## [Required action]
A word-for-word repetition of all the entries is needed.
─── Supplied data
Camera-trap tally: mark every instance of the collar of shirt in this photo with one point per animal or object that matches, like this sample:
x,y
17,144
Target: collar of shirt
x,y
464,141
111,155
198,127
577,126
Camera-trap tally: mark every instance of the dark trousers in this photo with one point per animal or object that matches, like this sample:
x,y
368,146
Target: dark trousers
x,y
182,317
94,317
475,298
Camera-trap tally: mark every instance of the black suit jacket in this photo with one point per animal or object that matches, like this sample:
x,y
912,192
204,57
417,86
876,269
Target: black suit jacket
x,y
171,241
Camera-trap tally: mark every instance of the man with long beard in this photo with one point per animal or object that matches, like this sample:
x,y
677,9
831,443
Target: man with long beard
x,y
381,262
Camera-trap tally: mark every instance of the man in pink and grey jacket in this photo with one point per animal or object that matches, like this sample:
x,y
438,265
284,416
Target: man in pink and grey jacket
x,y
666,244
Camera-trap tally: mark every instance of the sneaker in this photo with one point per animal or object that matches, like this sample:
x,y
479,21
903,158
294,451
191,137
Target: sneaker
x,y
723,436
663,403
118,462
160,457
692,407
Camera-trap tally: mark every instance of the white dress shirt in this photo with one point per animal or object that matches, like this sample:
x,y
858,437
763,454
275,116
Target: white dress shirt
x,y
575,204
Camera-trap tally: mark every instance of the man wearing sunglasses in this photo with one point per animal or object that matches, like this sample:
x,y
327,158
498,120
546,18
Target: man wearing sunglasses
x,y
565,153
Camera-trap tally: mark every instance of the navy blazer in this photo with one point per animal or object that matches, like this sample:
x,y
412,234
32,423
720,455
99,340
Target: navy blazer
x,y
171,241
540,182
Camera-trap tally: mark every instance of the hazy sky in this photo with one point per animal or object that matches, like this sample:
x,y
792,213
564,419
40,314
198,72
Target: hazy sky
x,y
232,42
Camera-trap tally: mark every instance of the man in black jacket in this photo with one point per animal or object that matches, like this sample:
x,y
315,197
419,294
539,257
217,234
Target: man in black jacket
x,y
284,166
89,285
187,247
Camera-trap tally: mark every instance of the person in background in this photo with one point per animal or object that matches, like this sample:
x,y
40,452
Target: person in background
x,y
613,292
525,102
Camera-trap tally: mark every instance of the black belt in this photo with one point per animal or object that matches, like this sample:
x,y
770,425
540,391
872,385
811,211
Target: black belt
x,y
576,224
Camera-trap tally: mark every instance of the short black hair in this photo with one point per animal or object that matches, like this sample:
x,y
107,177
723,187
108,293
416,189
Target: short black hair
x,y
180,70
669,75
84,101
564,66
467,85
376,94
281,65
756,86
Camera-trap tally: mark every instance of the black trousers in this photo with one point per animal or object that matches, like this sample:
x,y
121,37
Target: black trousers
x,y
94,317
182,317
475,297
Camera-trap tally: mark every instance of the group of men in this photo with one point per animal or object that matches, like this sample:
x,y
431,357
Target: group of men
──────
## [Exercise output]
Camera-trap tally: mark every instance of the collar of shirt in this photo with one point per animal or object that matches, like this sample:
x,y
17,144
Target: collar of shirt
x,y
464,141
111,155
198,127
577,126
Camera-trap tally: mark every instance of the dark trousers in this photo with one point per animal or object that matches, like this sample:
x,y
368,146
Target: dark trousers
x,y
182,317
94,317
475,298
Camera-trap tally: mark every instance of the black suit jacket in this photo with one point per animal or object that matches, like this sample:
x,y
912,192
204,57
417,86
876,269
Target: black suit jacket
x,y
171,241
Camera-trap tally: mark every instance of the man with long beard in this photo with one point per animal or object that matches, like this sample:
x,y
677,9
831,443
Target: man with long beard
x,y
381,262
Camera-trap tally: mark every instance of the man in pink and grey jacket in this photo with one point per animal or object that matches, like this sample:
x,y
438,265
284,416
Target: man in pink and grey jacket
x,y
666,244
Camera-trap tally: mark every instance of the sneaker in this photo with one point per animal or object that matches, like this sample:
x,y
479,21
903,158
294,451
191,137
Target: sneaker
x,y
723,436
663,403
118,462
160,457
692,407
Camera-trap tally: mark every instance of the white dress shirt in this photo with one point per animal or object that matches, like this sample:
x,y
858,437
763,454
275,116
Target: white dress shirt
x,y
575,204
Camera-trap tally: mark every instance of the man wearing sunglasses in this photo with one point per animal or object that matches, like this sample:
x,y
327,158
498,120
546,18
Target: man wearing sunglasses
x,y
565,153
Camera-trap tally: mark every instance of the navy blazer in this photo with one point per animal or object that matches, like this sample:
x,y
412,234
32,423
720,455
99,340
Target: navy blazer
x,y
171,241
540,182
Camera-trap tally: mark every instance of the hazy sky in this photo with one point per animal or object that matches, like this sample:
x,y
792,213
564,419
40,314
198,72
Target: hazy sky
x,y
232,42
Camera-trap tally: mark every instance of the man in black jacket in this photo with one point per animal or object that matches, like this sample:
x,y
315,197
419,294
539,257
217,234
Target: man in black jacket
x,y
284,166
89,285
187,247
Camera-trap tally: mark every instance of the person in background in this photo with one point per animal or object that matches, like this sample:
x,y
40,452
Target: person in background
x,y
613,292
525,102
Camera-trap tally: mark every instance of the black belt in this photo with one point per animal or object that matches, like this sample:
x,y
770,425
540,391
872,385
811,211
Target: black belt
x,y
576,224
Camera-trap tally: mark every instance of the short black hair in this photo with one point per animal or object that matches, like this sample:
x,y
107,177
723,187
108,293
416,189
Target: short black hair
x,y
180,70
669,75
84,101
564,66
467,85
376,94
281,65
756,86
Camera-trap tally: mark every instance of the black trousers in this photo with one point per animal or object that matches, like this sample:
x,y
121,37
Target: black trousers
x,y
94,317
182,317
475,297
Camera-trap tally: mark every instance of the group of men in this photo with one point per animal or object that matches, like this sample:
x,y
431,357
Target: group of men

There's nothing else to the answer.